Count the lines below that contain the string "blue", treating case as significant, and give only the number.

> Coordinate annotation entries

******************************

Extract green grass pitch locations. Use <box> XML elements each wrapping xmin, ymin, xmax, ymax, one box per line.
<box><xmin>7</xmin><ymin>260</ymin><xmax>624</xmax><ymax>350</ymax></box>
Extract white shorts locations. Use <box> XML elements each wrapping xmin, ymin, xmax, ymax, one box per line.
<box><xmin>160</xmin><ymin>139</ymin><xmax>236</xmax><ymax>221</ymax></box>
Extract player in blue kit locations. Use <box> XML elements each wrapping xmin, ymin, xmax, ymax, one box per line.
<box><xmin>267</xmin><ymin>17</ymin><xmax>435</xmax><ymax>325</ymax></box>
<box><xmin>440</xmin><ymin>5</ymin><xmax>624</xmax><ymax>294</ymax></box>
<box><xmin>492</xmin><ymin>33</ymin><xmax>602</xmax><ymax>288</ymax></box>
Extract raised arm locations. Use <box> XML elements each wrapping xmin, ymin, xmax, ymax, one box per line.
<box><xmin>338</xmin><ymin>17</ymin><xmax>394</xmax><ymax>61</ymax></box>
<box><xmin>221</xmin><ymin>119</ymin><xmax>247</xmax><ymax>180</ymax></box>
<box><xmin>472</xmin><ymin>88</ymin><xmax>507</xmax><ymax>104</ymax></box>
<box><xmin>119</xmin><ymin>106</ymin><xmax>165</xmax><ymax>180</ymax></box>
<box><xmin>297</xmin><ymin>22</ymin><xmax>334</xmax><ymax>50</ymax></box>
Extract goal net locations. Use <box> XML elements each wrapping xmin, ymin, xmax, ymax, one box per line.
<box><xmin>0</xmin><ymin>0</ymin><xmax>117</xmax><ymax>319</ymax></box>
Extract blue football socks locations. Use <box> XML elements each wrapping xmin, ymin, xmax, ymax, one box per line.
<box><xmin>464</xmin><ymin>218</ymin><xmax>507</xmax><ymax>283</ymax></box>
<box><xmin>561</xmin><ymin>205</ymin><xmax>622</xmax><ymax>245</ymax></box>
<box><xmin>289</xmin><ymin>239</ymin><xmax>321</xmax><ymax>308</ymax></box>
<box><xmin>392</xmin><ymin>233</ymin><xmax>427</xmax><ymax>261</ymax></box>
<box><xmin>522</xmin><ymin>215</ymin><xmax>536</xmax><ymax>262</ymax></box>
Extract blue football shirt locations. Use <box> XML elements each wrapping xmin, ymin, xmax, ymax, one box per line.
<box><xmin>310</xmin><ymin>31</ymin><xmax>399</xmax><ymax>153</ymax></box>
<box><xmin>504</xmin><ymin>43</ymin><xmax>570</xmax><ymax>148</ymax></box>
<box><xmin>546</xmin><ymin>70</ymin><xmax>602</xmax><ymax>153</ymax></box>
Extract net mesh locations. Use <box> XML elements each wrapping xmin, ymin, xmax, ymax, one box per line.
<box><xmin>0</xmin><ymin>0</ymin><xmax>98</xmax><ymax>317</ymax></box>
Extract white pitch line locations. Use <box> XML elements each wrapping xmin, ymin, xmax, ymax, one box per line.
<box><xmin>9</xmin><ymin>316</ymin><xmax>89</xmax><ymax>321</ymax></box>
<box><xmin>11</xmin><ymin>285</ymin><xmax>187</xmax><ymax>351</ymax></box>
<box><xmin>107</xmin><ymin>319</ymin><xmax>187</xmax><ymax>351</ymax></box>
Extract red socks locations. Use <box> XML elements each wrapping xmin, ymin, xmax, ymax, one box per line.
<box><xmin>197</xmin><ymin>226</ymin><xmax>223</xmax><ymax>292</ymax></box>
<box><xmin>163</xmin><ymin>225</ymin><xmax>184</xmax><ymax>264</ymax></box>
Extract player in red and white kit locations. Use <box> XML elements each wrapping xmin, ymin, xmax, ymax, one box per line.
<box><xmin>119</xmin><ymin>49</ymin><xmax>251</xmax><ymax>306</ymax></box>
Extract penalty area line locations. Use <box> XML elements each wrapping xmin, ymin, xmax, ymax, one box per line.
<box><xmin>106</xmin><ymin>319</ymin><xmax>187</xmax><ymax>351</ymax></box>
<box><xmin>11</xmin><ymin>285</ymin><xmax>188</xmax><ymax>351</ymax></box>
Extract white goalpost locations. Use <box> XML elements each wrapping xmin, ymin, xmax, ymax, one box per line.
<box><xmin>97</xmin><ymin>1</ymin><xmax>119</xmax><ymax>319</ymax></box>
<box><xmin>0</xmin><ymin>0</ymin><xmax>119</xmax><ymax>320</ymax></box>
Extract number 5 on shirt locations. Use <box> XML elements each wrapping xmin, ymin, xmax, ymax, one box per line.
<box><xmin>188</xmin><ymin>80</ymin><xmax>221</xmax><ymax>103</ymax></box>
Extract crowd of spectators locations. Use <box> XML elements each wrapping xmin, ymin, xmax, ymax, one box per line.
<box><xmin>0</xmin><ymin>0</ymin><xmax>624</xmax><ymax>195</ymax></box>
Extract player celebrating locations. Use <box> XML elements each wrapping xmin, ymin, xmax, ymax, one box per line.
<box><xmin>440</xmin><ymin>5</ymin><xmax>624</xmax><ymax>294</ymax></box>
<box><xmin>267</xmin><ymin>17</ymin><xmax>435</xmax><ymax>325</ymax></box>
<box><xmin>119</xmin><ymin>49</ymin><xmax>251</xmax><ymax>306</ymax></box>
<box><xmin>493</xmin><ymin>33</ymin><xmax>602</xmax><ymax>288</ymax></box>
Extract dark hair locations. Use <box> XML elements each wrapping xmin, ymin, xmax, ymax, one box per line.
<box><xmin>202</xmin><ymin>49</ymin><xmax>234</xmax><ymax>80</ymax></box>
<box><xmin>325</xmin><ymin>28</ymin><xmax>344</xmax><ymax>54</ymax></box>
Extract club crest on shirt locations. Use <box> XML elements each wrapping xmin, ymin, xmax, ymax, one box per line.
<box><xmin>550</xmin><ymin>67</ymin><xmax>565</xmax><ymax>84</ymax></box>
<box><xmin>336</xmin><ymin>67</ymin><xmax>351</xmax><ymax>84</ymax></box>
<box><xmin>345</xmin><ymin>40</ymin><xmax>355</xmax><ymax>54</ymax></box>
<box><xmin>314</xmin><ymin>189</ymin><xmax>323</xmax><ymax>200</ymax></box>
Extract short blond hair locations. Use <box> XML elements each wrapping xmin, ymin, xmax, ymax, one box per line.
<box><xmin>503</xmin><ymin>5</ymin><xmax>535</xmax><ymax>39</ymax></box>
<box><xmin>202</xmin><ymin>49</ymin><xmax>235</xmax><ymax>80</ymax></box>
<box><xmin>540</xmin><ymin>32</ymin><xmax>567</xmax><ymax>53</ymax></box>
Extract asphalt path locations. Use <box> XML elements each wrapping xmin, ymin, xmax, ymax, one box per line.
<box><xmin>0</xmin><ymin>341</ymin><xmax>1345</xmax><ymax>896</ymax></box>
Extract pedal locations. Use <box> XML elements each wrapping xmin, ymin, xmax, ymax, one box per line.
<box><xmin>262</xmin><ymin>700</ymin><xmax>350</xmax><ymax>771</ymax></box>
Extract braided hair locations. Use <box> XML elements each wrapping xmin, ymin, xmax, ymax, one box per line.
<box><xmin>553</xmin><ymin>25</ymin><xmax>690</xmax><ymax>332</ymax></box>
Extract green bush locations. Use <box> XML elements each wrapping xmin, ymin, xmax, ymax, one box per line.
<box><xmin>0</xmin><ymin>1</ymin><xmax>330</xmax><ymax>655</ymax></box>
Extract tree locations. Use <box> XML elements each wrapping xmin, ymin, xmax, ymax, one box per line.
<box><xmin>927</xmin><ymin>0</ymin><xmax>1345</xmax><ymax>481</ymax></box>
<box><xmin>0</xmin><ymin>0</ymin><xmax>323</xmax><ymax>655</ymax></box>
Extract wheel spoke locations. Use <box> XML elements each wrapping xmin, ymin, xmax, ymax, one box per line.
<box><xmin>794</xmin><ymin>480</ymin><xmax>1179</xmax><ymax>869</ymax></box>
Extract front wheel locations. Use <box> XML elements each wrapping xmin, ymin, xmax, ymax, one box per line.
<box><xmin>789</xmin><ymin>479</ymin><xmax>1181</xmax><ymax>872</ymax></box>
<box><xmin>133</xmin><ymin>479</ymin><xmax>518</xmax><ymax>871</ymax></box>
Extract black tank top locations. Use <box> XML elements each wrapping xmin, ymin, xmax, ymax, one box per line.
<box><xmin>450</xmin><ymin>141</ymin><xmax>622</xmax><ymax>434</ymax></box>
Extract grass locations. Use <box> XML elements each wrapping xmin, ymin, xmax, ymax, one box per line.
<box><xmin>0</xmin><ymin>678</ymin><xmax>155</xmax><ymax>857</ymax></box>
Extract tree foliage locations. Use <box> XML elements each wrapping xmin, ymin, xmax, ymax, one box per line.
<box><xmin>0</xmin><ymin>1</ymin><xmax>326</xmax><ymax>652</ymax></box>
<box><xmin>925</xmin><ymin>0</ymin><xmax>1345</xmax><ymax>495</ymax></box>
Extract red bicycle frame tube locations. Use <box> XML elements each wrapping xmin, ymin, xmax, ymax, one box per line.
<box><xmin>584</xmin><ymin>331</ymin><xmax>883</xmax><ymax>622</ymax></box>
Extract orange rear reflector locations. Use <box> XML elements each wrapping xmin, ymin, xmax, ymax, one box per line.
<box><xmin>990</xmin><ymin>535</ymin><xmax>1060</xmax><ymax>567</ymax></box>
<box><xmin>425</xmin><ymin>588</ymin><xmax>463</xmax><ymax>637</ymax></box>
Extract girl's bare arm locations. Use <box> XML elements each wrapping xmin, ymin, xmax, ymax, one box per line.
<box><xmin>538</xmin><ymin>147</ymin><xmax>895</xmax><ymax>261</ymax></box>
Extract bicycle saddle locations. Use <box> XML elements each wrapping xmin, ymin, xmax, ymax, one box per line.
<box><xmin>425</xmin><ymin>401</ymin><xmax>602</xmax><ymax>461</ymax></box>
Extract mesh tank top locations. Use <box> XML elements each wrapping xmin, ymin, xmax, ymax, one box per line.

******************************

> THE RESPONSE
3